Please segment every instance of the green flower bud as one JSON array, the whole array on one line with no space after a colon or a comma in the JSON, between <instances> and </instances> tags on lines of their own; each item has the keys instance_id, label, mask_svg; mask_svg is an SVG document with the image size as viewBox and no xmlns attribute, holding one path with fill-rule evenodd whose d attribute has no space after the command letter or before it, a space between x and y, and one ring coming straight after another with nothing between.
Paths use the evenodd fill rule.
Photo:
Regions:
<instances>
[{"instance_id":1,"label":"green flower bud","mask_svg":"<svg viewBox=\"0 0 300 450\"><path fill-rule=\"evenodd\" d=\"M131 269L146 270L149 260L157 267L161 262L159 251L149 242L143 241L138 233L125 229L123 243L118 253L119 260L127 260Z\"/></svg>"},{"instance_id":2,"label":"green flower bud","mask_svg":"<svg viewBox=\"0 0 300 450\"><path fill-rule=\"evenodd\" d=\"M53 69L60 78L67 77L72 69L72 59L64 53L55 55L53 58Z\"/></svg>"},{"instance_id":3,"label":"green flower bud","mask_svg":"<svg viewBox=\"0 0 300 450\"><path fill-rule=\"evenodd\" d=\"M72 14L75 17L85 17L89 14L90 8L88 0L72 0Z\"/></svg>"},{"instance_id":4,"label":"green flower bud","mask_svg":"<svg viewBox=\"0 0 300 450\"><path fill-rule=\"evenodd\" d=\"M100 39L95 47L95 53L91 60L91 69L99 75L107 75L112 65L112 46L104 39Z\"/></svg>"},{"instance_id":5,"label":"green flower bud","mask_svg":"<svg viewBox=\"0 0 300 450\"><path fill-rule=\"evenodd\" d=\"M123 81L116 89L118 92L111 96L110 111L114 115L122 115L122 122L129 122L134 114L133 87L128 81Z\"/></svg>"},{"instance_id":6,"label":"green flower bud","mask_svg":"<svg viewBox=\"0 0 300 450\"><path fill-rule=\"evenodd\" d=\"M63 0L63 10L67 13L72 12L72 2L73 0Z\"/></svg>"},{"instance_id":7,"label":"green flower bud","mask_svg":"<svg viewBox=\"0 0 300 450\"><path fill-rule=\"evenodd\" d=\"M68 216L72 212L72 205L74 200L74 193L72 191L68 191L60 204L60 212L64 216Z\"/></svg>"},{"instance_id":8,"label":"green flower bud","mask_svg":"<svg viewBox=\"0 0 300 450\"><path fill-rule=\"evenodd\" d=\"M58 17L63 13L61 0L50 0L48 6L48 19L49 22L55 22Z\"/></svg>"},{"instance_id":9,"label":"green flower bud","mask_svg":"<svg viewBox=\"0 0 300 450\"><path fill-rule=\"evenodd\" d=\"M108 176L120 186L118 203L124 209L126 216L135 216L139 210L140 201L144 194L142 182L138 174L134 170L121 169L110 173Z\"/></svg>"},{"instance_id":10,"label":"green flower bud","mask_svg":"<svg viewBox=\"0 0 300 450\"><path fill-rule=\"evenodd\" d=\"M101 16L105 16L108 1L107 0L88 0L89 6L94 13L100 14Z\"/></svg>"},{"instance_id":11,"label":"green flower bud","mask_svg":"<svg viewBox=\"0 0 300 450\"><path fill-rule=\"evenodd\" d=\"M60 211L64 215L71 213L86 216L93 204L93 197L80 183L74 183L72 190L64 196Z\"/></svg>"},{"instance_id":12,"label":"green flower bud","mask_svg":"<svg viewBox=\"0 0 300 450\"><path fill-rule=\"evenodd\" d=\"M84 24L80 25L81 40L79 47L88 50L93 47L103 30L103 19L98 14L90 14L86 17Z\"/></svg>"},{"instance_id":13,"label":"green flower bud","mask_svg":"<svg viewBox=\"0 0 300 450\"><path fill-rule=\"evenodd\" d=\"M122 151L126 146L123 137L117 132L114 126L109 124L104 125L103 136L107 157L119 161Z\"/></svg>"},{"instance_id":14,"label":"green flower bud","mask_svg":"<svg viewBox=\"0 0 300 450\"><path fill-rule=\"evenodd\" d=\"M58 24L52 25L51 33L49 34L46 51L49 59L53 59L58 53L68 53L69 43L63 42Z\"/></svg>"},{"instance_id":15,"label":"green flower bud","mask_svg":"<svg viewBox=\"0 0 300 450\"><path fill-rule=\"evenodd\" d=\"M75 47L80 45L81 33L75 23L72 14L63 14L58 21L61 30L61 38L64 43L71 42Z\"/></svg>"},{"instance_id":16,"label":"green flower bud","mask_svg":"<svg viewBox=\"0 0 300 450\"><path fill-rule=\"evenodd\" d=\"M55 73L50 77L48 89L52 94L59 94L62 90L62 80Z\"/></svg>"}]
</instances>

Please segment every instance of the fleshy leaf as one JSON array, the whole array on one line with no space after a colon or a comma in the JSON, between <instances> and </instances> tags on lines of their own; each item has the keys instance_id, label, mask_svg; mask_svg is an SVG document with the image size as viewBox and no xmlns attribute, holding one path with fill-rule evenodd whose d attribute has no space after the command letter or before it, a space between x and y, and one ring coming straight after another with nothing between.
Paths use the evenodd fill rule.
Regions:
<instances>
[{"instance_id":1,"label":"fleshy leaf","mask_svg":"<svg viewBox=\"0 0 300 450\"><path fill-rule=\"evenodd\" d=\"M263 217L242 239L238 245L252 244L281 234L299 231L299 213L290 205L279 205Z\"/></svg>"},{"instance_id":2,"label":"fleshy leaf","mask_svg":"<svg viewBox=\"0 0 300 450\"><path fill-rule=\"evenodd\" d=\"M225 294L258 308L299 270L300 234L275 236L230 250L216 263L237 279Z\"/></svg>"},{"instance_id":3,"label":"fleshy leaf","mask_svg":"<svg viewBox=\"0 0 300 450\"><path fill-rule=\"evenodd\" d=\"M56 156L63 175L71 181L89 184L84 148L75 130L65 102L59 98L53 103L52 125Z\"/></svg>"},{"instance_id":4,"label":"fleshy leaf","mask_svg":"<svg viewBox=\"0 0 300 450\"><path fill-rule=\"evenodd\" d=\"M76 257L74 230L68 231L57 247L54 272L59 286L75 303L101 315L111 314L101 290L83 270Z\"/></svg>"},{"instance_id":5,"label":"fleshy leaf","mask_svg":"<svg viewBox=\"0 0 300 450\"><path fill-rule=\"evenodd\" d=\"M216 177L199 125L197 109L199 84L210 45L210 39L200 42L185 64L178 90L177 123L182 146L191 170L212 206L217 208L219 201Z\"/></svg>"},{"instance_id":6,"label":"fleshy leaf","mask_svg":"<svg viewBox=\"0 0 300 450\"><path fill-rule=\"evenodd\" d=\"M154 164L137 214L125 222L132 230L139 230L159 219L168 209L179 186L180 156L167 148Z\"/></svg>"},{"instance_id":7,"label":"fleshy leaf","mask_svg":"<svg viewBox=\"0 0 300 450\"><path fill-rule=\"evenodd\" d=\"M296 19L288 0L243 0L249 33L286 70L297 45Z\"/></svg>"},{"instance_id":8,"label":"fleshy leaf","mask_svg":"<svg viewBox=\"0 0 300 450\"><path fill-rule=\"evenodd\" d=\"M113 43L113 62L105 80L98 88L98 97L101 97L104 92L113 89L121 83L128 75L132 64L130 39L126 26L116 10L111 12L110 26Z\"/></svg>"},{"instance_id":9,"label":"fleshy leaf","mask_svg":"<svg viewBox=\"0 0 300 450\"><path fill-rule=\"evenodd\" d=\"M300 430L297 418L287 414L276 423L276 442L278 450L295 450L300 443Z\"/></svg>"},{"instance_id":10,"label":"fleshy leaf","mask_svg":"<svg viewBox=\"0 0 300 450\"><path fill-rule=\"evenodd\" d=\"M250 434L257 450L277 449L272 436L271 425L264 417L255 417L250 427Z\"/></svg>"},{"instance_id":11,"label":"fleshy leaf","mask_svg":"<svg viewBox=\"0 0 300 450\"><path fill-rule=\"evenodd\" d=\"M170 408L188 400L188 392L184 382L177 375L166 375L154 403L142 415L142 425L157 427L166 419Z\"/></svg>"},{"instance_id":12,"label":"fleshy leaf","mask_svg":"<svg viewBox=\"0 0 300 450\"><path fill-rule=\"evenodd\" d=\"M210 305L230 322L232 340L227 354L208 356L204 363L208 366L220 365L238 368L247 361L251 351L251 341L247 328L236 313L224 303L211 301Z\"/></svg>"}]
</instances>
····················
**Exercise**
Return all lines of the data in which the string "after" appears.

**Problem solution**
Please segment every instance of the green flower bud as one JSON array, the whole array on one line with no space after a colon or a comma in the JSON, between <instances> and </instances> tags on lines of their own; each item has the keys instance_id, label, mask_svg; mask_svg is an SVG document with the image size as viewBox and no xmlns attribute, holding one path with fill-rule evenodd whose d attribute has no space after the command letter or before it, a space between x and y, and one ring coming straight after another with nothing between.
Please segment every instance of the fleshy leaf as one JSON array, the whole array on one line with no space after a colon or a comma in the JSON, between <instances> and </instances> tags on lines of their own; each item has the keys instance_id, label, mask_svg; mask_svg is an SVG document with the image size as viewBox and no xmlns attribute, holding one path with fill-rule evenodd whose d attribute has no space after the command letter or before it, a space between x and y, and one ring coming straight after another with nothing between.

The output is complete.